§ **YOUR GOAL**: Please list every reference label that the passage on the lamp inverter assigns to a hardware component, along with the component it labels.

§ **SELECTED TEXT**:

It is shown that the driving signals Vgh and Vg1 have the relation that changes alternately in the first period T1 and the second period T2 as for FIG. 4A. Moreover, FIG. 4B shows the lamp current I1 that changes and flows in the first period T1 and the second period 12.

The on-duty of the driving signal Vgh in the first period T1 is relatively large, while the on-duty of the driving signal Vg1 in the same period T1 is relatively small. Therefore, as shown in FIG. 4B, a positive DC current is superposed on the lamp current I1 in the first period T1. Therefore, the operation state of the inverter circuit INV in the first period T1 takes an asymmetric switching operation.

Next, when the second period T2 comes, the relation of the on-duties of the switching devices Q1 and Q2 will invert from the state in the first period T1. At this time, the switching devices Q1 and Q2 take also an asymmetric switching operation although the relation of the on-duties invert. By this operation, in the second period T2, as shown in FIG. 4B, a negative DC current is superposed on the lamp current I1.

Since the first period T1 and the second period T2 are repeated alternately, causing an alternate asymmetric switching operation, wherein the inverter circuit INV operates by feedback control, and turns on a discharge lamp DL at a fixed brightness.

Moreover, straiation and cataphoresis phenomenon are suppressed by the above-mentioned alternate asymmetric switching operation. However, since the second period T2 is longer than the first period T1, and a so-called negative DC current, which flows in the opposite direction in the period that combined the first period T1 and the second period T2 is greater than positive DC current, cataphoresis is likely to occur than when compared to modification as described later.

In an embodiment of the present invention, each construction element can be constituted as follows.

DC power supplies can be a battery power supply or a rectified DC power supply. Further, the rectified DC power supply can be either a smoothed or a non-smoothed DC power supply. The DC-DC converter can be used as a rectified DC power supply with switching regulators. As one example, a DC chopper can be used if desired. In this case, while impressing the output voltage of a DC-DC converter to the input terminal of an inverter circuit, the lamp current or lamp power of a discharge lamp can be changed by changing the output voltage of a DC-DC converter.

The inverter circuit may be configured in a number of ways. For example, the inverter circuit may be a half bridge inverter, a full bridge inverter, etc. However, each of the inverter circuits can include at least a pair of switching devices capable of executing alternate switching operations with each other.

Saved entries:
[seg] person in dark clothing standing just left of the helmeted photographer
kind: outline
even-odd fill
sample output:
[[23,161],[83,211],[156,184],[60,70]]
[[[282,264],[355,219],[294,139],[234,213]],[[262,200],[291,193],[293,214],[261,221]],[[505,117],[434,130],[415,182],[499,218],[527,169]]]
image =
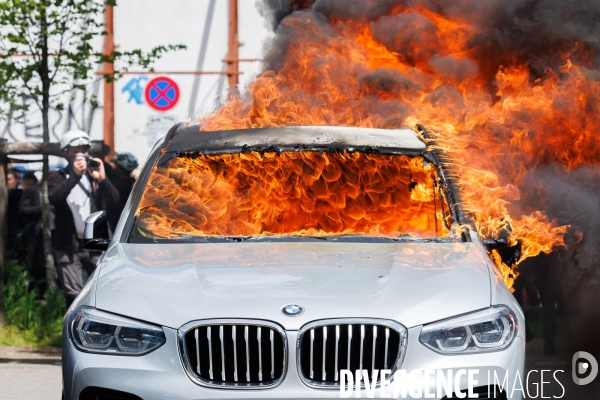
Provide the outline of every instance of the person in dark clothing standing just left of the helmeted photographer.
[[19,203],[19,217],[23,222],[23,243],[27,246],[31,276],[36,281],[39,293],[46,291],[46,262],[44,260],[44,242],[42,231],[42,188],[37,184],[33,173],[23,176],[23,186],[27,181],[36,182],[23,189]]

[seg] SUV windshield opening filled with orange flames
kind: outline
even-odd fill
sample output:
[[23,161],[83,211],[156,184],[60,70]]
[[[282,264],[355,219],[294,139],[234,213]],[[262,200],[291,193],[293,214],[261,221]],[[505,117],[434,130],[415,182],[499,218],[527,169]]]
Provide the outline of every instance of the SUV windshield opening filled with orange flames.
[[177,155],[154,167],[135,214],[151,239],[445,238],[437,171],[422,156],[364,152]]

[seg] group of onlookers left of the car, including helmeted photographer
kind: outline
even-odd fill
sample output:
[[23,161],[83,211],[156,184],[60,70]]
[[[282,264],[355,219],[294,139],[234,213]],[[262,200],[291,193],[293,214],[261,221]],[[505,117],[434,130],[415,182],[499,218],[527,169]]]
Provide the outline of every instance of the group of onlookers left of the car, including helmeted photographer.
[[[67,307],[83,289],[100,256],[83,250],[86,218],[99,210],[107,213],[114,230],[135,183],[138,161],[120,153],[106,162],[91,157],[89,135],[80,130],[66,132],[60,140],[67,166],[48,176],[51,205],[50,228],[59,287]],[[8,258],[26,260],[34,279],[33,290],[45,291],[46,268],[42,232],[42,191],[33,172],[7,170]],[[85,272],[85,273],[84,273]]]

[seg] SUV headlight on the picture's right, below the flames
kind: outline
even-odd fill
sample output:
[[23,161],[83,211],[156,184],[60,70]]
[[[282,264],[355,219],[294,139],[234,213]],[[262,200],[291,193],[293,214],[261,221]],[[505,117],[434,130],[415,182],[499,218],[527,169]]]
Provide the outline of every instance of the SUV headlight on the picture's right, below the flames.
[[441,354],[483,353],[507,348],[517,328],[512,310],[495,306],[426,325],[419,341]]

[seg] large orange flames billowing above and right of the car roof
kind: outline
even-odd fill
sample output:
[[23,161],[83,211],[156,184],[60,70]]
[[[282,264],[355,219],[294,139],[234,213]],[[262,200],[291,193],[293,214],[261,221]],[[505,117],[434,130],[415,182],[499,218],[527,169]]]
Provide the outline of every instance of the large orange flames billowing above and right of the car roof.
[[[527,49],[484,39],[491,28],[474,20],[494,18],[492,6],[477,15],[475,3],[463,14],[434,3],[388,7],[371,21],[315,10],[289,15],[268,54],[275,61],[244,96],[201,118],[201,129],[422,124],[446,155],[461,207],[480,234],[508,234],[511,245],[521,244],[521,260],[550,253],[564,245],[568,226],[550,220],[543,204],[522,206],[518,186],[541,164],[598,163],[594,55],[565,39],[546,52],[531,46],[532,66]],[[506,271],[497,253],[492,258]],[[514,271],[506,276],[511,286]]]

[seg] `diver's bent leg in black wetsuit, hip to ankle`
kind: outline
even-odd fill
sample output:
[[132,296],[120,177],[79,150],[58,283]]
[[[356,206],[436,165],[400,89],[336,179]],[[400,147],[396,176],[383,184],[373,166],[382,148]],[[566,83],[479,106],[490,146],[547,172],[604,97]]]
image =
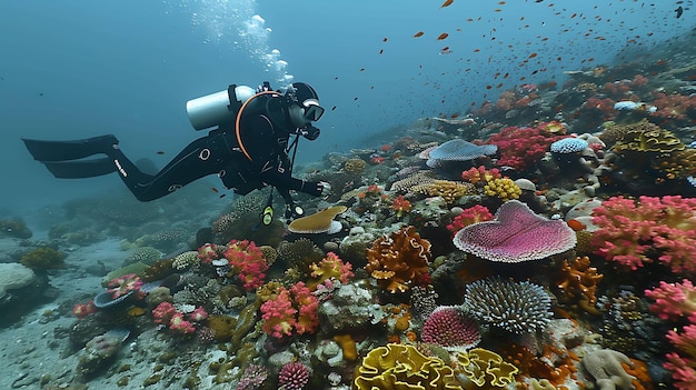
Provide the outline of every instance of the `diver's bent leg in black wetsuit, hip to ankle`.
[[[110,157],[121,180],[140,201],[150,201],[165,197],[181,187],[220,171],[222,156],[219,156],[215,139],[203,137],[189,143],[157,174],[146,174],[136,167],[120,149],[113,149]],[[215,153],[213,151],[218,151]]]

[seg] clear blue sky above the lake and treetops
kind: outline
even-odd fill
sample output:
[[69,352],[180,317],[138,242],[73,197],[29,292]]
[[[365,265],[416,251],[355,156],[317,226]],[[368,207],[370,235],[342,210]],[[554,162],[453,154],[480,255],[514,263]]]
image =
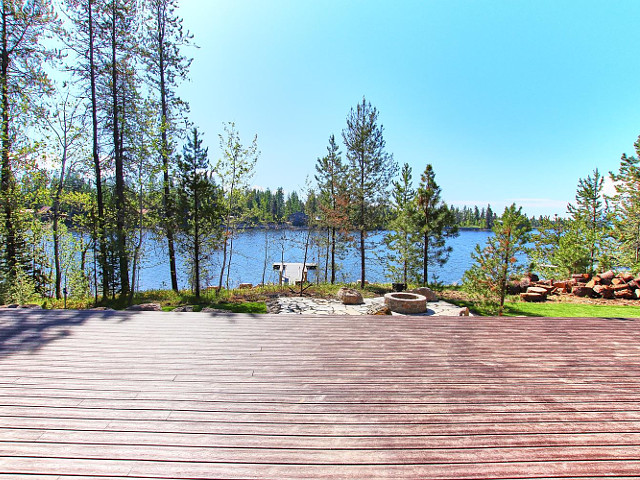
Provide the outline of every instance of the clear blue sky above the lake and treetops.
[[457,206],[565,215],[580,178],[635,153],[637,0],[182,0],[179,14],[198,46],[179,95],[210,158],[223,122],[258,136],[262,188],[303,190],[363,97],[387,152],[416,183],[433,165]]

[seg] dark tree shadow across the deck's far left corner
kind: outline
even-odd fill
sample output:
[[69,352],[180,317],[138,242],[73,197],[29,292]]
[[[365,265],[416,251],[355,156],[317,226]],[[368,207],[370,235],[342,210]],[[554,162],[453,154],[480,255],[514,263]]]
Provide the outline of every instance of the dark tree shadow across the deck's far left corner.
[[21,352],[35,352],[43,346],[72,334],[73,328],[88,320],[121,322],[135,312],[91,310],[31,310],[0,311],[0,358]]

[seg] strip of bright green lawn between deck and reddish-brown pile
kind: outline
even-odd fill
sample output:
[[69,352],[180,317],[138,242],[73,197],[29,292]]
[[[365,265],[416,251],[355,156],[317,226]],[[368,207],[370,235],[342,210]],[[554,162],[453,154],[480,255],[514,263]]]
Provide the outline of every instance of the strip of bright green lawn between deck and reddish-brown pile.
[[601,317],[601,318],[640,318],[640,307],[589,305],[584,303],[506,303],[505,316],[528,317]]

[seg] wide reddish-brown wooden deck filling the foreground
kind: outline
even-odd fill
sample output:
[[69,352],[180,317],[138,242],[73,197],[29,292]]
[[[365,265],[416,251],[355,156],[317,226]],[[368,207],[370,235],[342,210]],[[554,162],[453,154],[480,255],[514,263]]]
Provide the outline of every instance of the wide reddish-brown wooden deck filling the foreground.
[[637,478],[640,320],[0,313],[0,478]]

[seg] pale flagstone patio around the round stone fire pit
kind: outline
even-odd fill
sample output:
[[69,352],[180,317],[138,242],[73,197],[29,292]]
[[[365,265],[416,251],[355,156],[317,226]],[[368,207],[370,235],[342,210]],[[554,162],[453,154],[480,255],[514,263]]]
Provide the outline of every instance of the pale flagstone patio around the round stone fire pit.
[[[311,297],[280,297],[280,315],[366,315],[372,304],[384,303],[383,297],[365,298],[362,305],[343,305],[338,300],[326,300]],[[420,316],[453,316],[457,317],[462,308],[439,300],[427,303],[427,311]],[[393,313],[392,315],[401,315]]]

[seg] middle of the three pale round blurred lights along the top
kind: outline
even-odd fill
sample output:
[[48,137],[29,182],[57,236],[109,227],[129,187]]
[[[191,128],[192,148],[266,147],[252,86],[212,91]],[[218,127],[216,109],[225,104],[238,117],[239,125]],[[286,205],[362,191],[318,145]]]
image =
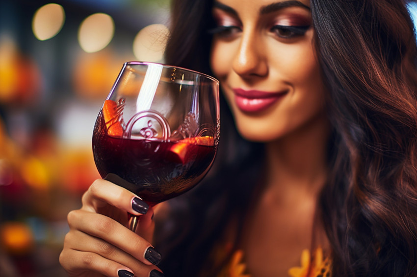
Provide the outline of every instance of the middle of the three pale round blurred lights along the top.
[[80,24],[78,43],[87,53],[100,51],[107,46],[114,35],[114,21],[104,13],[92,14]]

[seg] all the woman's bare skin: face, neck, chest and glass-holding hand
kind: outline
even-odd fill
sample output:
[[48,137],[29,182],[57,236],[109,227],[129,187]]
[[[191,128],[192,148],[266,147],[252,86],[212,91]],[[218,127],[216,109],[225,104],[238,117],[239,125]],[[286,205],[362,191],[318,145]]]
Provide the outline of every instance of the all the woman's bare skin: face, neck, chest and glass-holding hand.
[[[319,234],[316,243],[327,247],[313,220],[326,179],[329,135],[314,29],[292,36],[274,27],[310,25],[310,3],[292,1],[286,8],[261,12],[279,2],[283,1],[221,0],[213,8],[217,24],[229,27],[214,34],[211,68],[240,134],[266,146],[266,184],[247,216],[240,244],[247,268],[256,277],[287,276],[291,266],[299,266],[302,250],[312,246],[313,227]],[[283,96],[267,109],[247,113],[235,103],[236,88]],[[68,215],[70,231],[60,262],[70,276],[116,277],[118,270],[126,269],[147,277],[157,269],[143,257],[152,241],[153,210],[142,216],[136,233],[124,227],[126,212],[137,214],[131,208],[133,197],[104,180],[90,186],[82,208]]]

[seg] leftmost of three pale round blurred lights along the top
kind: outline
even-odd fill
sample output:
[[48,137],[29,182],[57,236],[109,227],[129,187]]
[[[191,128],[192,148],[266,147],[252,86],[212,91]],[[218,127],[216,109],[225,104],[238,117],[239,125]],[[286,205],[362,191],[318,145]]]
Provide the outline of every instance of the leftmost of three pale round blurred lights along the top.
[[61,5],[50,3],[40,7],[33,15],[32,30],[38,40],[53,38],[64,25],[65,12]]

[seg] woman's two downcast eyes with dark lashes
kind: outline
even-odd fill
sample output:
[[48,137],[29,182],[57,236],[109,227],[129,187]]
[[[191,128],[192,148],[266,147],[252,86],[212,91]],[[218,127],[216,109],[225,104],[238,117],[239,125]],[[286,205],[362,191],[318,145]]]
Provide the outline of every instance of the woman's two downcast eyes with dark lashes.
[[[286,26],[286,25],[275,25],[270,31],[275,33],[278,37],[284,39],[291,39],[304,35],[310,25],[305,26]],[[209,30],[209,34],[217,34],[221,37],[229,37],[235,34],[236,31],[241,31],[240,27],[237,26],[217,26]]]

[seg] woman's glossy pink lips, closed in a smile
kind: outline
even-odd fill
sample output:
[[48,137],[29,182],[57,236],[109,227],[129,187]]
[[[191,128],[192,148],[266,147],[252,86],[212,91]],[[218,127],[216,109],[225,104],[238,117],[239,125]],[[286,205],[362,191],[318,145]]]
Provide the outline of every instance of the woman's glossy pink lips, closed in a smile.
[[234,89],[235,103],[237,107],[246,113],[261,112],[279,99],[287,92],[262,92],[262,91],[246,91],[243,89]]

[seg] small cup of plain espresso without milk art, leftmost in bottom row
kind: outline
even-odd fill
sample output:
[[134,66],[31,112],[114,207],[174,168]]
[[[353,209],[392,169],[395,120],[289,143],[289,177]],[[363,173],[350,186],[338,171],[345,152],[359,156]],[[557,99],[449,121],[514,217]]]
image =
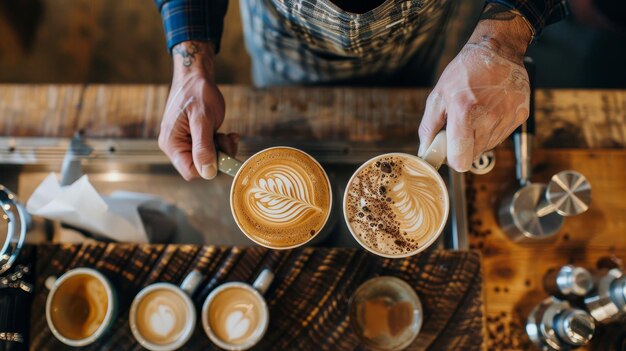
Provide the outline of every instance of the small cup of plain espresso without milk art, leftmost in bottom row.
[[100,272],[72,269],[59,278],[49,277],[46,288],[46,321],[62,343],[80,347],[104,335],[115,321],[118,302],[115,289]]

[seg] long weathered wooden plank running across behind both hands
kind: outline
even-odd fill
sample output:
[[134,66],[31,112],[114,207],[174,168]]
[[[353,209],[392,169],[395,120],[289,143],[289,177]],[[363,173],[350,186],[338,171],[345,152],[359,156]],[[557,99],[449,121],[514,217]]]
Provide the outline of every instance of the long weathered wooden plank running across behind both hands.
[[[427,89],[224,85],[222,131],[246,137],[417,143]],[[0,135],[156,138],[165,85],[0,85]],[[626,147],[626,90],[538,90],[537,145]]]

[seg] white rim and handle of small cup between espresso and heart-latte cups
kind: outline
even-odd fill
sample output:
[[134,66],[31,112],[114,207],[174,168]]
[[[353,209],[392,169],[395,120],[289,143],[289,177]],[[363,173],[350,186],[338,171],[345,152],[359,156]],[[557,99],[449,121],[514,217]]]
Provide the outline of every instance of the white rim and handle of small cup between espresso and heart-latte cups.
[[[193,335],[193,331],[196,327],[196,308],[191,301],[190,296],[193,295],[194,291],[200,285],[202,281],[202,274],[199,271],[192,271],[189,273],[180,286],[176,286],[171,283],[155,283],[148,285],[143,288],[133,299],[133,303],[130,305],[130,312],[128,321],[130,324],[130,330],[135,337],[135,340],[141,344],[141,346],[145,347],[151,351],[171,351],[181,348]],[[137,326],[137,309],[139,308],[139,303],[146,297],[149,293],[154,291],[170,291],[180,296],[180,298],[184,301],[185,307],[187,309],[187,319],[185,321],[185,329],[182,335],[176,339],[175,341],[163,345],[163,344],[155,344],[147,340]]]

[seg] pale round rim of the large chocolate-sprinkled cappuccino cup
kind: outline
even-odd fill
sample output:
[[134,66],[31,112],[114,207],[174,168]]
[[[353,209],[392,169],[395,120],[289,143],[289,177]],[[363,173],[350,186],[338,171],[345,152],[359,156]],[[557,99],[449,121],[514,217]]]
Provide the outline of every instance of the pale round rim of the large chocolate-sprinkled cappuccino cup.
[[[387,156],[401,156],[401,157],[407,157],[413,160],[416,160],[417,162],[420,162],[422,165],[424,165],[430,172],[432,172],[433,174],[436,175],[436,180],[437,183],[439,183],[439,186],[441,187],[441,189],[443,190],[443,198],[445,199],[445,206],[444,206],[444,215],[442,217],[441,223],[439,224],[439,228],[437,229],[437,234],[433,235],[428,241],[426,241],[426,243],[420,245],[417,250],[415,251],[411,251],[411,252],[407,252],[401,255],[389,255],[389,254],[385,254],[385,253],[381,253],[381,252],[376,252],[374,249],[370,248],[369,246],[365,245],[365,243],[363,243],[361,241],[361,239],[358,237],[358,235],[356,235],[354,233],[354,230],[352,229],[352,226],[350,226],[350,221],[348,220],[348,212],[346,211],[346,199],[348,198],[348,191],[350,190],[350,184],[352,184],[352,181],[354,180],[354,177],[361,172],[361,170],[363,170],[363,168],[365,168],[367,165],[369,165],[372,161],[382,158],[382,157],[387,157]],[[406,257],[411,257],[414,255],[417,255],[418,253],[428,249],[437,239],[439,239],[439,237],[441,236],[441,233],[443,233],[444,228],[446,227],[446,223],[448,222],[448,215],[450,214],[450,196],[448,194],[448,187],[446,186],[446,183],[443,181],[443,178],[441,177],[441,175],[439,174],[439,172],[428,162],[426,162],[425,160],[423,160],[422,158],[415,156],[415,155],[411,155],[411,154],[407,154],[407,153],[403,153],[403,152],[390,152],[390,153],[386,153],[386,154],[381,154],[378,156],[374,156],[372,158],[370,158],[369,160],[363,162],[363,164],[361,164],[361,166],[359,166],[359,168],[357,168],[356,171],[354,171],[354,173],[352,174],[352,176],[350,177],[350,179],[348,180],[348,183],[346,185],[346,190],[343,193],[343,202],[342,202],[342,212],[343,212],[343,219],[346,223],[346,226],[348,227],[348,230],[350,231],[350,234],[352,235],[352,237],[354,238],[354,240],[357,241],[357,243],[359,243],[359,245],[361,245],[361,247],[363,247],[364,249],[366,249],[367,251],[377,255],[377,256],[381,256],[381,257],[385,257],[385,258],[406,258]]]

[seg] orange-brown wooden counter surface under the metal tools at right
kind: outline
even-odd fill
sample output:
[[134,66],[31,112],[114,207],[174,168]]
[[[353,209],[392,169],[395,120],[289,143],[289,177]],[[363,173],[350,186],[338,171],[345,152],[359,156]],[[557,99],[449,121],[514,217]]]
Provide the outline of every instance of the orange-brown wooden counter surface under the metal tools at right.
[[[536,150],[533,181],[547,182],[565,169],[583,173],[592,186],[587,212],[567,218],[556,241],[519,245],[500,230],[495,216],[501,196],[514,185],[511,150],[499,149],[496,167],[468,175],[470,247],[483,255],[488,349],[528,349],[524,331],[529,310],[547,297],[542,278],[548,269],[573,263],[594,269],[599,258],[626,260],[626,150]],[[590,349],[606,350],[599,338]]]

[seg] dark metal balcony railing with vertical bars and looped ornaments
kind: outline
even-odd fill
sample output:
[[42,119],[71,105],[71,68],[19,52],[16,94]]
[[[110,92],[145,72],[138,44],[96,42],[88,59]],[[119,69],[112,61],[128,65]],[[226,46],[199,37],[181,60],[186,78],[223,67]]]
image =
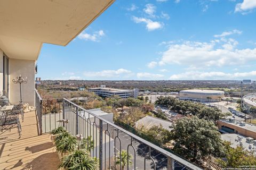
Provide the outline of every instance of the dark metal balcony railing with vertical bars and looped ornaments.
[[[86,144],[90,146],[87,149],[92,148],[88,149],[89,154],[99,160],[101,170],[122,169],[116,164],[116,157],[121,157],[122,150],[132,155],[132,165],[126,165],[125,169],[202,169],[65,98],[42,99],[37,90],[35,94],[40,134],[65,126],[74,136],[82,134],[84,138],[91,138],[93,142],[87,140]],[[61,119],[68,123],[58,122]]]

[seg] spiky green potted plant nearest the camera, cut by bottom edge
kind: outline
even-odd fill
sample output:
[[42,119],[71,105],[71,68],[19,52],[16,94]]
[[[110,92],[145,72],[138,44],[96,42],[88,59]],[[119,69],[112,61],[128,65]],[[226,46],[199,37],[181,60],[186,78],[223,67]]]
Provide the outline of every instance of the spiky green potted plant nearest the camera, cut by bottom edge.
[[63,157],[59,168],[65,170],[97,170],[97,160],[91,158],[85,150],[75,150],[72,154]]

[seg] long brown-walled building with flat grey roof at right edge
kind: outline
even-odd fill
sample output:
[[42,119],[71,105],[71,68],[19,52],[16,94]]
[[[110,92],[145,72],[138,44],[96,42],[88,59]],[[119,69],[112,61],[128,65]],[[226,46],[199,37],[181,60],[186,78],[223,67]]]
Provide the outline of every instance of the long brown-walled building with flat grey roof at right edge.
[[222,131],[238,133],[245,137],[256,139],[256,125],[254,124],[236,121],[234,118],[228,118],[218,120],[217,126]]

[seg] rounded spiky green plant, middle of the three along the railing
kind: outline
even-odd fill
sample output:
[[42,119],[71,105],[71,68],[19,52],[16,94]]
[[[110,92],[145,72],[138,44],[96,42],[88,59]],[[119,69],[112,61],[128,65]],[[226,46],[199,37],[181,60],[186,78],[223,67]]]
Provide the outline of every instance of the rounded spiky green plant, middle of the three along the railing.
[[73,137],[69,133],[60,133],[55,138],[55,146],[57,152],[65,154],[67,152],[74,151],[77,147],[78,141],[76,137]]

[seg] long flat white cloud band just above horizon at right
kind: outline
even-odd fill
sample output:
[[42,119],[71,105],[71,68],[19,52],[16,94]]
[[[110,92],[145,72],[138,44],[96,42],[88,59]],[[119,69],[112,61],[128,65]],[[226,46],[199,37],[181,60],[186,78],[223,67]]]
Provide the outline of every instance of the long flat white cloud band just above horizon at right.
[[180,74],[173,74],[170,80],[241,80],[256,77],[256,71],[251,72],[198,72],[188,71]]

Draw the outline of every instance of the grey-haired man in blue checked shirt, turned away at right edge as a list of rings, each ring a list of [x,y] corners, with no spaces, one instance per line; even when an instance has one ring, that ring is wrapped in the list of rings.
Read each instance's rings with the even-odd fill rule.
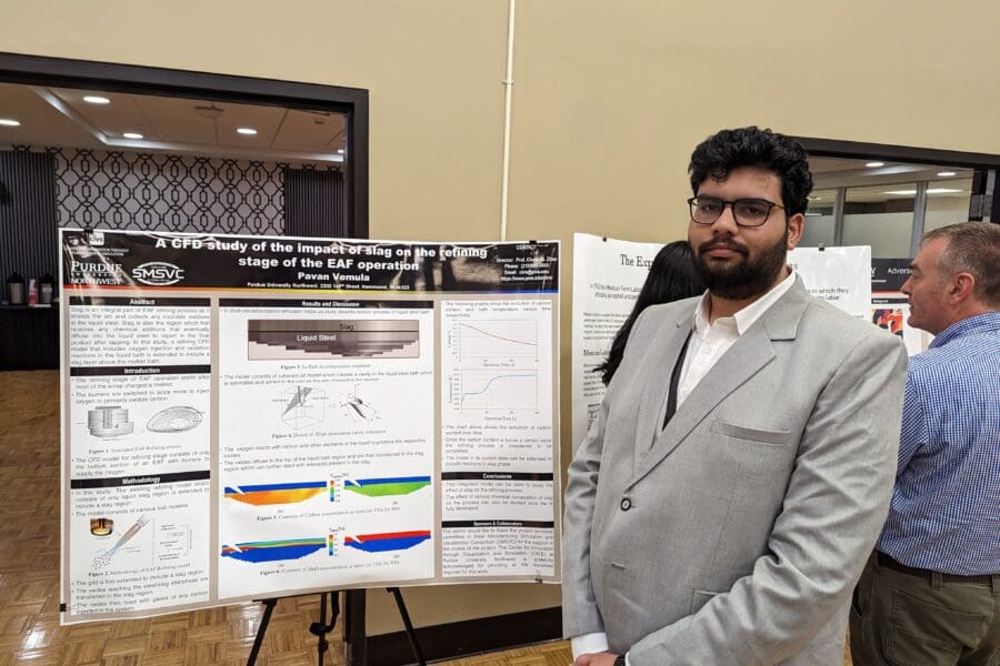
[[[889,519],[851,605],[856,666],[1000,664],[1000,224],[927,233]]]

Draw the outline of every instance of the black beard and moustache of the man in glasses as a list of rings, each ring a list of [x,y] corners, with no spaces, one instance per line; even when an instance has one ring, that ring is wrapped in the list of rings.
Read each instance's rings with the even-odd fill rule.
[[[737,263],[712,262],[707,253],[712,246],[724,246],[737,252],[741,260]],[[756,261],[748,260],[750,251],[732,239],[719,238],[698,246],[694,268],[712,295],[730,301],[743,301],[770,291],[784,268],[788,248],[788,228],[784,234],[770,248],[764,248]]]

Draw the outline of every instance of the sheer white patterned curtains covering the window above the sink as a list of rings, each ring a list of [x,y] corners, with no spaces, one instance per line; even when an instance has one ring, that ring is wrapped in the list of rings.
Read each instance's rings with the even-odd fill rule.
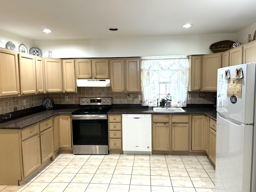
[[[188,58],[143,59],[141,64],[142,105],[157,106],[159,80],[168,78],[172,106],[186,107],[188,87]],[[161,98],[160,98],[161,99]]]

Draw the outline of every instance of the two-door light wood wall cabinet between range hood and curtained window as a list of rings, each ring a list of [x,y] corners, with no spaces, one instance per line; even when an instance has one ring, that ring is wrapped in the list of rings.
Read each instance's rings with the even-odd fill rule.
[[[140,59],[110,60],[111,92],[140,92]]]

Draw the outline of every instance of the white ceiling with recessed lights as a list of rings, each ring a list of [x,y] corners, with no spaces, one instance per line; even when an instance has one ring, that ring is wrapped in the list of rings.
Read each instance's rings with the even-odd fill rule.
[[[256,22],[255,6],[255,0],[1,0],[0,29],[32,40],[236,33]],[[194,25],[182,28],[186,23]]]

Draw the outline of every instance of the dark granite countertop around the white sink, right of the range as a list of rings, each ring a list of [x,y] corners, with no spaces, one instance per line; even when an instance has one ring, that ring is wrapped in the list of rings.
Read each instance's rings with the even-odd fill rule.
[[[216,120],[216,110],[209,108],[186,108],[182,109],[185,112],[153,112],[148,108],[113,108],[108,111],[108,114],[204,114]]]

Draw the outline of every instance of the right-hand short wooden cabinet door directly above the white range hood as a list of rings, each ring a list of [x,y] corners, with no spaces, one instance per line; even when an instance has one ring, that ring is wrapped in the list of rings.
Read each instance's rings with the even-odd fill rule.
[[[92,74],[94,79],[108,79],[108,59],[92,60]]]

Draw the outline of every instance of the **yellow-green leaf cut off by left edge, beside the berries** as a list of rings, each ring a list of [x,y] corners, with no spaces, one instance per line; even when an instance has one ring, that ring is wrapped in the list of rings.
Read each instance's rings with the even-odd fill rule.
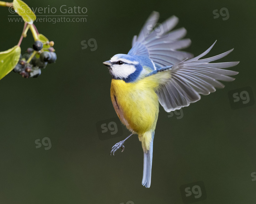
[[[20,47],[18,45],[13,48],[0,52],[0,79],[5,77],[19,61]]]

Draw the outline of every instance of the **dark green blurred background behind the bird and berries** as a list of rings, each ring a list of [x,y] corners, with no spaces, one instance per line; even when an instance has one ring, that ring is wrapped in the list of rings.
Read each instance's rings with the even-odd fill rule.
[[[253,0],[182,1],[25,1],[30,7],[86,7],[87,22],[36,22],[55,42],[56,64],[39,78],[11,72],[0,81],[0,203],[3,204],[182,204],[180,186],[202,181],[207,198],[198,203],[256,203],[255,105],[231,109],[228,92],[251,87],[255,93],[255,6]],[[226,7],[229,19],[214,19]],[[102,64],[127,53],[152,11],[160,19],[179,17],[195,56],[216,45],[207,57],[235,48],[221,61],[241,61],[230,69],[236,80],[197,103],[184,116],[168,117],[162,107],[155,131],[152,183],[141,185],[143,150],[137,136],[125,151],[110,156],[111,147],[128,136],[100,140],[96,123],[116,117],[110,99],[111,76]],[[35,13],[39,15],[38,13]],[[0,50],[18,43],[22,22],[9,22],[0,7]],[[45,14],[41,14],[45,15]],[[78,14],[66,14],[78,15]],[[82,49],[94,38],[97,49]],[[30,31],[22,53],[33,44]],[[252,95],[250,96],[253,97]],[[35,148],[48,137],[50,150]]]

§ **RESULT**:
- INV: inverter circuit
- Q1: switching device
- Q2: switching device
- DL: discharge lamp